Page text Start Marker

Gardening in March: Tips for Setting Your Spring Garden Up for Success

Smart gardening in March can set the tone for a successful spring garden. Use this helpful list of March gardening chores to stay on track this season.

spring blooms

Caring for annuals and perennials

1. Cut back to the ground any of your perennials and ornamental grasses that you left up for winter interest. Using your foot, gently press down on any perennials that have been pushed up by the ground freezing and thawing.

2. Check on your spring flowering bulbs. Remove any plant debris that may be covering them. If any of your bulbs are above ground because they were pulled up by squirrels or soil heaving, use your garden trowel to slip them back into the soil.

3. Clean all of your seed starting pots, trays and cells, and prepare them for starting warm season annuals and vegetables. Remember to start them 6-8 weeks before your last frost date.

4. Plant pansies and violas to give your early spring garden some much needed color interest.

Fruiting Tree

Tree and shrub care

1. Clean and sharpen all of your pruning tools before you begin tree and shrub care.

2. If you missed planting any of your fall trees and shrubs, now is the time to plant them before the buds swell if the soil isn’t frozen.

3. Prune fruit trees in early March on a dry day before the buds break. Cut away any sucker growth, water sprouts, and any branches that may be dead or diseased. Any branches that rub together, or grow toward the center of the tree should be pruned.

4. Prune roses of dead or diseased canes, and sprayed for black spot.

Page text End Marker
Data excerpts Start Marker

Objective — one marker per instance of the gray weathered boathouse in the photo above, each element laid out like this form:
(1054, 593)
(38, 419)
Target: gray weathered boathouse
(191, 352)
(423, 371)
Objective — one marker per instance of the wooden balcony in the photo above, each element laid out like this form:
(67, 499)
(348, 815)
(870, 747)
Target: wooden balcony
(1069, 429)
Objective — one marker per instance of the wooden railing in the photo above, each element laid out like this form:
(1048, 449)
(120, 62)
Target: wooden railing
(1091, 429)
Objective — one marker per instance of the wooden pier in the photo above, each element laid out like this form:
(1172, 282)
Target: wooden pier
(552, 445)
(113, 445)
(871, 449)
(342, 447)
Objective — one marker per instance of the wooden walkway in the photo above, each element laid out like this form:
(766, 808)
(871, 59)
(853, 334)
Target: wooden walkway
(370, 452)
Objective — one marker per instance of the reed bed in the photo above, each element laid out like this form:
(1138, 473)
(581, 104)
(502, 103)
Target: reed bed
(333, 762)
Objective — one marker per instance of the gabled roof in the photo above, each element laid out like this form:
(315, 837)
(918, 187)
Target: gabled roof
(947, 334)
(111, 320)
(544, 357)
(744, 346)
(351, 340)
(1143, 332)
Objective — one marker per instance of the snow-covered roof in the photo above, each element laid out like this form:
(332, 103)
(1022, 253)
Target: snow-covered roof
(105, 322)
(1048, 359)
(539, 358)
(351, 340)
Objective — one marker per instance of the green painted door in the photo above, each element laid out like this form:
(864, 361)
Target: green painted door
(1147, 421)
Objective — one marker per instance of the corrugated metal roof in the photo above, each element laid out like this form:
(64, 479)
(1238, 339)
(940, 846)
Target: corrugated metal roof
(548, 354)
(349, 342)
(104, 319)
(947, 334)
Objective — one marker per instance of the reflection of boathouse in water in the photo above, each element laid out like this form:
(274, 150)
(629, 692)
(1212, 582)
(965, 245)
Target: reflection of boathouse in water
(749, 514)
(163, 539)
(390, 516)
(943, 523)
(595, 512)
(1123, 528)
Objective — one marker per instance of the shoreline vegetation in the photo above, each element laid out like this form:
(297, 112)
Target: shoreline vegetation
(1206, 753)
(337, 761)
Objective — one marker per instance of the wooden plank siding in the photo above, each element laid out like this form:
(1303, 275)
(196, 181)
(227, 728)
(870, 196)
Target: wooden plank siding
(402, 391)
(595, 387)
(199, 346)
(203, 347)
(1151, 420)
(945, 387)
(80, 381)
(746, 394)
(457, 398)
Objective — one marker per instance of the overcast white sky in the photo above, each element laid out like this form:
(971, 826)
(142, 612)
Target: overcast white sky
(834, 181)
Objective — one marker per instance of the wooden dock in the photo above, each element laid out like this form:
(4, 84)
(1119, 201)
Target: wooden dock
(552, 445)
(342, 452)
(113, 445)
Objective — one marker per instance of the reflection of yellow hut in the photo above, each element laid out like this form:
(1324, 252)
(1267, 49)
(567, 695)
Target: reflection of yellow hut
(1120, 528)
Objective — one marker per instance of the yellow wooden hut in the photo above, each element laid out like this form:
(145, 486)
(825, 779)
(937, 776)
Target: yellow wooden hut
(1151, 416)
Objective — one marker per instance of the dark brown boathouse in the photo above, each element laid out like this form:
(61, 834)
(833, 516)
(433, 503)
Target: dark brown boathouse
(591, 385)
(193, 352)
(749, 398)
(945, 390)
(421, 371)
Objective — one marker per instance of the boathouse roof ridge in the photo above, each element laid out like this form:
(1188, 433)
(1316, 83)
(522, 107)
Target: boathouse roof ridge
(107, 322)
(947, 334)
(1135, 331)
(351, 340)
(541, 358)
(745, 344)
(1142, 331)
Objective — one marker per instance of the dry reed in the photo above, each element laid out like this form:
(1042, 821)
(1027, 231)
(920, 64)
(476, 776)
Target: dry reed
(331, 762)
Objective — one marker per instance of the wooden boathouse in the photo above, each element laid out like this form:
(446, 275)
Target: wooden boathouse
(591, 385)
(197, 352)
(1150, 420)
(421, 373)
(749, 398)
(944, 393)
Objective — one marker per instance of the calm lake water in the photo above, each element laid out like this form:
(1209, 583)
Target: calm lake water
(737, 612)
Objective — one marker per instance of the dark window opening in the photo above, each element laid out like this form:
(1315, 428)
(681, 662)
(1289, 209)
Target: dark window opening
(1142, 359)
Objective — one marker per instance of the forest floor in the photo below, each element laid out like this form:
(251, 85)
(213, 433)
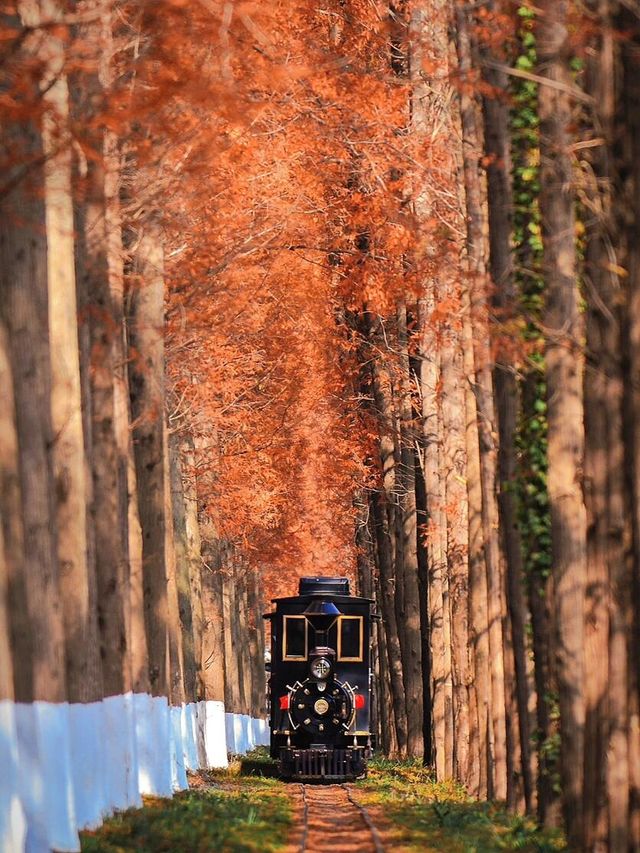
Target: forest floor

Data excerpts End Marker

Exercise directions:
Revise the stretch from "spring blooms" through "into the soil." of the March gardening tips, putting "rabbits" in place of "squirrels".

Expected answer:
spring blooms

Caring for annuals and perennials

1. Cut back to the ground any of your perennials and ornamental grasses that you left up for winter interest. Using your foot, gently press down on any perennials that have been pushed up by the ground freezing and thawing.

2. Check on your spring flowering bulbs. Remove any plant debris that may be covering them. If any of your bulbs are above ground because they were pulled up by rabbits or soil heaving, use your garden trowel to slip them back into the soil.